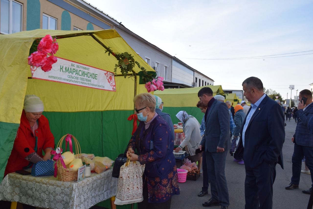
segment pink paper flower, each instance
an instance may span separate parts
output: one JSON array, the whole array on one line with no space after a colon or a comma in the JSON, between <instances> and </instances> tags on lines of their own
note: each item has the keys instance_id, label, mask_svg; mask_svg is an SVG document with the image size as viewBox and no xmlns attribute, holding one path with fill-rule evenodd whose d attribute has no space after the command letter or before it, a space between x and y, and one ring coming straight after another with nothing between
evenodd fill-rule
<instances>
[{"instance_id":1,"label":"pink paper flower","mask_svg":"<svg viewBox=\"0 0 313 209\"><path fill-rule=\"evenodd\" d=\"M157 89L156 86L150 81L146 83L146 85L145 85L145 87L147 89L148 92L153 91Z\"/></svg>"},{"instance_id":2,"label":"pink paper flower","mask_svg":"<svg viewBox=\"0 0 313 209\"><path fill-rule=\"evenodd\" d=\"M44 63L41 66L41 69L45 72L48 72L51 70L52 68L52 64L58 61L57 58L54 56L50 56L46 58Z\"/></svg>"},{"instance_id":3,"label":"pink paper flower","mask_svg":"<svg viewBox=\"0 0 313 209\"><path fill-rule=\"evenodd\" d=\"M49 34L46 35L40 40L39 44L37 47L38 51L42 51L47 53L51 53L51 46L53 39ZM55 54L55 53L54 53Z\"/></svg>"},{"instance_id":4,"label":"pink paper flower","mask_svg":"<svg viewBox=\"0 0 313 209\"><path fill-rule=\"evenodd\" d=\"M35 51L32 53L28 57L28 64L29 65L39 67L44 62L47 58L47 53L43 51Z\"/></svg>"}]
</instances>

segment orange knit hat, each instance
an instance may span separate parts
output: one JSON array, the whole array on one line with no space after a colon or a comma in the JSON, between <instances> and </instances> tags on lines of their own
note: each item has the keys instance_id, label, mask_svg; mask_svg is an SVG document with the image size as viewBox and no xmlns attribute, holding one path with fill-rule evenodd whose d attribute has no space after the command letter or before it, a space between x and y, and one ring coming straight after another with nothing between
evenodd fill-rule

==================================================

* Brief: Rewrite every line of the records with "separate parts" changed to "disconnected regions" and nothing else altered, leaving the pictures out of your answer.

* Right answer:
segment pink paper flower, each instance
an instance may span disconnected regions
output: one JSON array, the whole array on one line with no space after a colon or a comma in the JSON, between <instances> and </instances> tags on lines of their own
note: each item has the keys instance_id, label, mask_svg; mask_svg is an SVG document with the image size as viewBox and no xmlns attribute, holding one path with fill-rule evenodd whose d attribute has no space after the command letter or before it, a space between x and y, and one ring coming straight after another with nothing between
evenodd fill-rule
<instances>
[{"instance_id":1,"label":"pink paper flower","mask_svg":"<svg viewBox=\"0 0 313 209\"><path fill-rule=\"evenodd\" d=\"M157 89L156 86L150 81L146 83L146 85L145 85L145 87L147 89L148 92L153 91Z\"/></svg>"},{"instance_id":2,"label":"pink paper flower","mask_svg":"<svg viewBox=\"0 0 313 209\"><path fill-rule=\"evenodd\" d=\"M44 63L41 66L41 69L45 72L48 72L51 70L52 68L52 64L58 61L57 58L54 56L50 56L46 58Z\"/></svg>"},{"instance_id":3,"label":"pink paper flower","mask_svg":"<svg viewBox=\"0 0 313 209\"><path fill-rule=\"evenodd\" d=\"M49 34L46 35L40 40L39 44L37 47L38 51L42 51L47 53L51 53L51 46L53 39ZM55 54L55 53L54 53Z\"/></svg>"},{"instance_id":4,"label":"pink paper flower","mask_svg":"<svg viewBox=\"0 0 313 209\"><path fill-rule=\"evenodd\" d=\"M35 51L32 53L28 57L28 64L29 65L39 67L44 62L47 58L47 53L43 51Z\"/></svg>"}]
</instances>

segment orange knit hat, each instance
an instance may span disconnected regions
output: one JSON array, the whole array on one line with no space after a colon or a comma in the JSON, between <instances> and </instances> tags on lines of their own
note: each item has the keys instance_id, label, mask_svg; mask_svg is an SVG document with the image size as viewBox and no xmlns attribute, holding one path with fill-rule evenodd whose d attribute has no space after the command letter or before it, a space between x and y, and one ring coming straight after another with nothing between
evenodd fill-rule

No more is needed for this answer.